- _Task to complete_: After locating the line that contains "Exercise. Mark every instance of the dark", restate it and each later line word for word through the end of the records.
---- Records for this exercise
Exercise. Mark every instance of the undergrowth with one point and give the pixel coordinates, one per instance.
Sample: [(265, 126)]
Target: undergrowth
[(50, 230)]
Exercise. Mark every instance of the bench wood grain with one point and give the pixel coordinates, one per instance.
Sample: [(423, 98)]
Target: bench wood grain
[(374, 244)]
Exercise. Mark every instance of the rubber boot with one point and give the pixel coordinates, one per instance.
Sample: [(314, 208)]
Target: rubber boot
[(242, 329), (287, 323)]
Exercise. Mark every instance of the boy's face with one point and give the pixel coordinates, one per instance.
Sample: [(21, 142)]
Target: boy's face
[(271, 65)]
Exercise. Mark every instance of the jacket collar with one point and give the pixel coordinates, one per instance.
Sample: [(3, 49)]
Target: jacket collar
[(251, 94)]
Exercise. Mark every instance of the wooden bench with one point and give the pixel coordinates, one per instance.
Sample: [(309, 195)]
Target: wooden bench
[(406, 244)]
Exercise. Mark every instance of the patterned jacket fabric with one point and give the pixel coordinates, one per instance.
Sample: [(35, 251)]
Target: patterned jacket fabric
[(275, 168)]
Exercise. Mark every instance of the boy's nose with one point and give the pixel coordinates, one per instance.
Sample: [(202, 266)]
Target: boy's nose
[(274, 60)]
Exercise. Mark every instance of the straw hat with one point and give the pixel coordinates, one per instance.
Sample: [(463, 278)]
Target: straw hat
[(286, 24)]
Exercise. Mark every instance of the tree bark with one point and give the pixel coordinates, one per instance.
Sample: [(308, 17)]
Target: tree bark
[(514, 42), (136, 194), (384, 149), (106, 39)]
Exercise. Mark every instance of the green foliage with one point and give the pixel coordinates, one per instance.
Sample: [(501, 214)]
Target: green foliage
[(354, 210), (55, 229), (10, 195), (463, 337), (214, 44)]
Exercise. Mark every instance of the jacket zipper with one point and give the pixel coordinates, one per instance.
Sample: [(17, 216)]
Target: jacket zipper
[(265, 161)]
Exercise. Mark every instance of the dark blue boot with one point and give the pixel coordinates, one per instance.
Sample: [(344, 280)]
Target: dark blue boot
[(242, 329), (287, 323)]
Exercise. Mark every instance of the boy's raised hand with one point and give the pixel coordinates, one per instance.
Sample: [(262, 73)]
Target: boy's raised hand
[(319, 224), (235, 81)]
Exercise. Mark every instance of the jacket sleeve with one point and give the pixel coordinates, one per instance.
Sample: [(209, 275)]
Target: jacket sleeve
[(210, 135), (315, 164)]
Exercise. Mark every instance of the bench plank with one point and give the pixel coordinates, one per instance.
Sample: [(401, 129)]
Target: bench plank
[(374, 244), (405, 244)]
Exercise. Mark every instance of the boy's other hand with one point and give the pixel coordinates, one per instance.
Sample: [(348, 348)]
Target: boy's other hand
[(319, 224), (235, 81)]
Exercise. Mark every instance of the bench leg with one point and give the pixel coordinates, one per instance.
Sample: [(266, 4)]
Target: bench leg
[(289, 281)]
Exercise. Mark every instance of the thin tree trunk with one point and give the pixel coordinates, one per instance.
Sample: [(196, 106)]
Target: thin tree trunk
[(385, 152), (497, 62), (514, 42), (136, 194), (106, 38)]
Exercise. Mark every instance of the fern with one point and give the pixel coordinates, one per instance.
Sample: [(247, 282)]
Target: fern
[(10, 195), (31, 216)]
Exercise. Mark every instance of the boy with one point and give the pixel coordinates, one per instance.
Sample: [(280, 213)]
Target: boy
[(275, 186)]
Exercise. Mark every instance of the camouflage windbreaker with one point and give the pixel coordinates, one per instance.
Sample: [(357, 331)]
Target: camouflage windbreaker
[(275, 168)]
--------
- _Response to this task_:
Exercise. Mark every instance of the dark blue boot with one point and give the pixel coordinates, one per instance.
Sample: [(344, 280)]
Target: dark blue boot
[(242, 329), (287, 323)]
Exercise. Mark every instance of the boy's raised hand with one point and give the pixel coordinates, one per instance.
Sample: [(262, 73)]
Target: boy's raised hand
[(319, 224), (235, 81)]
Exercise. Mark every instance of the jacket sleeve with one point and give the pixel coordinates, one per instance.
Sample: [(209, 275)]
Target: jacket sleeve
[(210, 135), (315, 164)]
Exercise. Mark every instance of the bench plank with one point and give the pixel coordinates, one per instance.
Sample: [(401, 129)]
Target: bench plank
[(374, 244), (405, 244)]
Exercise. Mark every instance of the boy's other hand with one point and give the pixel coordinates, one per instance.
Sample: [(348, 348)]
Target: boy's other hand
[(319, 224), (235, 81)]
Exercise. Mark every instance of the bench leg with one point and give the pixel coordinates, one per instance.
Sample: [(266, 4)]
Target: bench leg
[(289, 281)]
Exercise. Mark every instance of the thin tree trunk with one point and give the pixel coordinates, one per instance.
Sample: [(196, 106)]
Target: thin tree trunk
[(385, 152), (497, 62), (514, 42), (136, 194), (106, 38)]
Exercise. Mark every instance of the fern with one point and give the pixel coordinates, one per instance.
Sample: [(247, 282)]
Target: fern
[(10, 195), (31, 216)]
Exercise. Mark every instance of the boy with one point and give the pixel coordinates, one per instance.
Sample: [(280, 213)]
Target: boy
[(275, 186)]
Exercise. Mark every instance of the camouflage windbreaker with one point and give the pixel coordinates, one per instance.
Sample: [(357, 331)]
Target: camouflage windbreaker
[(275, 168)]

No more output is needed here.